SOURCE DOCUMENT:

|---|

Twinkle Twinkle Little Radio Beacon or a Star? – Sputnik IV falling

Our Mayor’s Office sent this around yesterday, a rememberence of a very Cold War event involving our town. There is interest in starting a “Sputnikfest” community celebration. Not certain if the idea will pan out, time will tell. The history is interesting. As printed in our Community City Worker’s Newsletter:

Early Sputnik Poster

SPUTNIK: The Shock of the Century

It was 500 miles up, traveling at 18,000 miles an hour, and it circled the globe every 96 minutes. If flew over the U.S. seven times a day. And the sound of its incessant beeping fascinated and disturbed the nation. What was it?


At first, nobody except its creators knew what it looked like or what it was doing. All that was clear was that the Soviet Union had ushered in a new era — and had taken a technological leap ahead of the U.S.

It was October 4, 1957 when the Soviet Union changed history with the launch of Sputnik I — the world’s first artificial satellite about the size of a basketball, weighing only 183 pounds. The launch marked the start of the space age.

|---|

EXERCISE 1: Reproduce the passage of the Sputnik article from "At first, nobody" up to and including "of the U.S.", word for word.
EXERCISE 2:
Answer these questions from the Sputnik article:
(a) How often did the satellite circle the globe?
(b) How much did Sputnik I weigh?
(c) What community celebration is there interest in starting?

|---|

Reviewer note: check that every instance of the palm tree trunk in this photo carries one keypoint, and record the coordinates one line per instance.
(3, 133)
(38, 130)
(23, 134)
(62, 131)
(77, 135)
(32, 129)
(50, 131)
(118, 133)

|---|

EXERCISE ANSWER 1:
At first, nobody except its creators knew what it looked like or what it was doing. All that was clear was that the Soviet Union had ushered in a new era — and had taken a technological leap ahead of the U.S.

EXERCISE ANSWER 2:
(a) Every 96 minutes.
(b) 183 pounds.
(c) A "Sputnikfest."